Excerpts drawn from a detection dataset
↓

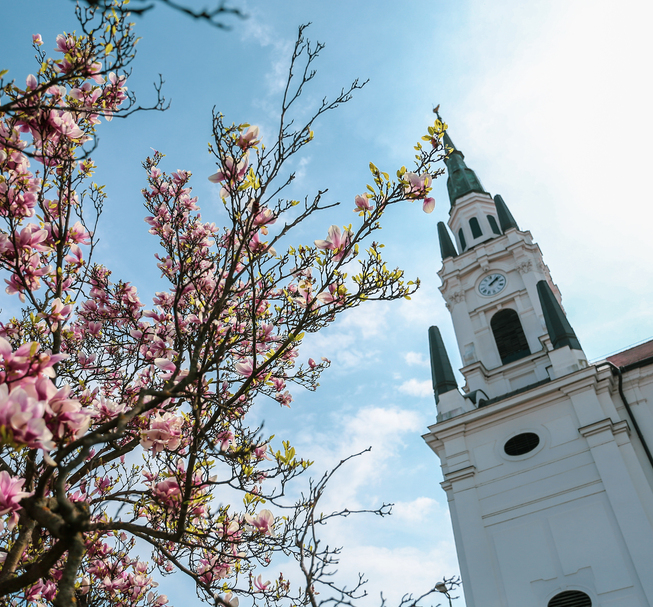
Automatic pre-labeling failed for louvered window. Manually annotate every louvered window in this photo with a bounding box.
[458,228,467,252]
[487,215,501,234]
[490,309,531,365]
[547,590,592,607]
[469,217,483,238]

↑

# The exercise
Return every line of the records above verbatim, leaving out the pictures.

# Result
Automatic pre-labeling failed for louvered window. Manually annotate every louvered window in this photo with a bounding box.
[458,228,467,252]
[487,215,501,234]
[490,309,531,365]
[547,590,592,607]
[469,217,483,238]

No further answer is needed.